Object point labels
####################
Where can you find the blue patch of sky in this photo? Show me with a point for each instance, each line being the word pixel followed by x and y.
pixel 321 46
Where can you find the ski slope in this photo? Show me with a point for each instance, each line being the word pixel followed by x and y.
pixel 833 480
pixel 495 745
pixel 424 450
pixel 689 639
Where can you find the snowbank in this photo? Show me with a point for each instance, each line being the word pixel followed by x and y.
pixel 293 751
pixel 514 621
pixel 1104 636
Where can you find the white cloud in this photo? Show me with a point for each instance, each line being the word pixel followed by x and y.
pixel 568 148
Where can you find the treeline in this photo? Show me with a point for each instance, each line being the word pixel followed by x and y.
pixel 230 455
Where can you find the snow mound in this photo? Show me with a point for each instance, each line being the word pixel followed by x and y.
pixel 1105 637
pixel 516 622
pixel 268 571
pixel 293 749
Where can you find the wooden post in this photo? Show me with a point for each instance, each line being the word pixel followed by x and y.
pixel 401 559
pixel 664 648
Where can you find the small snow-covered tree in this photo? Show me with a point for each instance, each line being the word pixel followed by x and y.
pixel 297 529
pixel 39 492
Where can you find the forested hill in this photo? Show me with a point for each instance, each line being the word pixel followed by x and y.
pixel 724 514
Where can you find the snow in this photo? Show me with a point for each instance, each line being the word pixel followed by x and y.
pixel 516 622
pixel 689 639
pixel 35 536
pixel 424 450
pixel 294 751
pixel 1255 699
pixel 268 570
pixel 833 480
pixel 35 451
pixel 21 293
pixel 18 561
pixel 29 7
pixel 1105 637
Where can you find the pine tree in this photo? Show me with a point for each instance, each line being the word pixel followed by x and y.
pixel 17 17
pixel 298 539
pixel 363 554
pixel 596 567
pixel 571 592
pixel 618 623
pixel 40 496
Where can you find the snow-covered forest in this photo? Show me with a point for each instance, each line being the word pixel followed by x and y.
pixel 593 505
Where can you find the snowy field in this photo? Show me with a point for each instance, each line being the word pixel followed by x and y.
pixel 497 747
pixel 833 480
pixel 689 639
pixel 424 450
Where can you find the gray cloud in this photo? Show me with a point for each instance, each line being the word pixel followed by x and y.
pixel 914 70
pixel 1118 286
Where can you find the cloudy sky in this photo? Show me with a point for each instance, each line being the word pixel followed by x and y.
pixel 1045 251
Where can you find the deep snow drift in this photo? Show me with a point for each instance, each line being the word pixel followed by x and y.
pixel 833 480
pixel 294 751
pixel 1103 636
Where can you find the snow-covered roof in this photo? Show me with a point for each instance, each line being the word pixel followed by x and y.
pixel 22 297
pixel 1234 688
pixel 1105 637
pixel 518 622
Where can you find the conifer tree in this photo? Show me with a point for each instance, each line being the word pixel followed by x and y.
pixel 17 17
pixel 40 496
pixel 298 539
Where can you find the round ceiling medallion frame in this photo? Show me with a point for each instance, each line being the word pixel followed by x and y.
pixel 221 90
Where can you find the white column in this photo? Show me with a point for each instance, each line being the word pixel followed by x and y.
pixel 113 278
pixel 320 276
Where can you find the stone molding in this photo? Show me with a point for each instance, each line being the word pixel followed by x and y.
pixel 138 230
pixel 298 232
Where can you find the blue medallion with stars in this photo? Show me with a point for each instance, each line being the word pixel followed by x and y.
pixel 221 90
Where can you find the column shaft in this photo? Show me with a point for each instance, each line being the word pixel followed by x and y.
####################
▸ Written request
Rewrite all the items above, replacing each "Where can you find" with "Where is" and keeping everything else the same.

▸ Exercise output
Where is the blue patch of sky in this photo? Show me with a point for each instance, each line being the word pixel followed by x and y.
pixel 321 46
Where is the ski slope in this photo? Show me with a point for each instance, each line being the word pixel followed by x and y.
pixel 833 480
pixel 495 745
pixel 424 450
pixel 689 639
Where is the snowbank in this photo? Show me with a point for each instance, each line being the word pixel followed by x and y.
pixel 293 751
pixel 514 621
pixel 1104 636
Where is the white cloud in this photo? Show me with a point for each instance, each line being the word pixel followed by x and y.
pixel 568 148
Where is the treeline in this photo? Show me with a point for each instance, each line being the word pixel followed by x and y.
pixel 230 455
Where is the snow mound in this photo? Show me with a point for each instance, each line being the word pixel followed by x and y.
pixel 1105 637
pixel 516 622
pixel 268 571
pixel 293 749
Where is the wooden post in this photo? Show me with a point for each instance, each line being the word pixel followed by x and y.
pixel 401 559
pixel 664 648
Where is the small snow-covered tree in this photo? Show me with a point for each instance, each line being the word pixel followed by x and y.
pixel 297 529
pixel 39 492
Where is the forested hill in this photo? Show me with a point for each instance, each line being the word pixel followed by x and y.
pixel 724 514
Where is the snow in this photo? Show me with a point for each instance, each line being the word pixel followed by x and y.
pixel 516 622
pixel 689 639
pixel 35 536
pixel 424 450
pixel 294 751
pixel 1255 699
pixel 268 570
pixel 833 480
pixel 35 451
pixel 21 293
pixel 18 561
pixel 29 7
pixel 1105 637
Where is the pine tree in this photo? Show me with a point for each instance, each line being the word pixel followed by x and y.
pixel 17 17
pixel 298 539
pixel 363 554
pixel 596 567
pixel 571 592
pixel 618 623
pixel 40 496
Where is the snow-covered forest in this photo? Show me with a point for each instance, each line being the word pixel followed by x and y.
pixel 593 505
Where is the snowy field in this photo? Show me with a point for each instance, each line being the word pixel followed by x and y.
pixel 497 747
pixel 833 480
pixel 689 639
pixel 424 450
Where is the gray cloud in this photo? Show me with a point for each instance, each line being the word pixel followed by x and y.
pixel 914 70
pixel 1118 286
Where is the cloudy sky in this photo? Show me with a point for each instance, each line being the word pixel followed by x and y.
pixel 1045 251
Where is the deep snow drift in this photo? Show me with a point for each instance, each line being the word pixel followed by x and y.
pixel 833 480
pixel 294 751
pixel 1103 636
Where is the snow-covered roof in this photo? Show me with a point for each instance, each line being the word pixel followed by x and y.
pixel 22 297
pixel 1234 688
pixel 1105 637
pixel 518 622
Where is the conifer tree in this photo? Show me with a point for each instance, each line being the word pixel followed by x and y.
pixel 17 17
pixel 40 496
pixel 298 539
Where is the round ceiling medallion frame in this photo? Show me with a point for each instance, each line being the word pixel followed by x and y.
pixel 221 90
Where is the white column in this photo? Show me with a point for each instance, each line being the word pixel followed by x and y.
pixel 113 278
pixel 320 276
Where is the stone molding in this photo? Show me with a point for each instance, each line being the word pixel followed by x and y.
pixel 138 230
pixel 298 232
Where is the blue medallion with stars in this photo? Show me with a point for each instance, each line being the word pixel followed by x and y.
pixel 221 90
Where is the column shaft in this photo? Show me with a point for each instance, each line being the word pixel followed by x and y.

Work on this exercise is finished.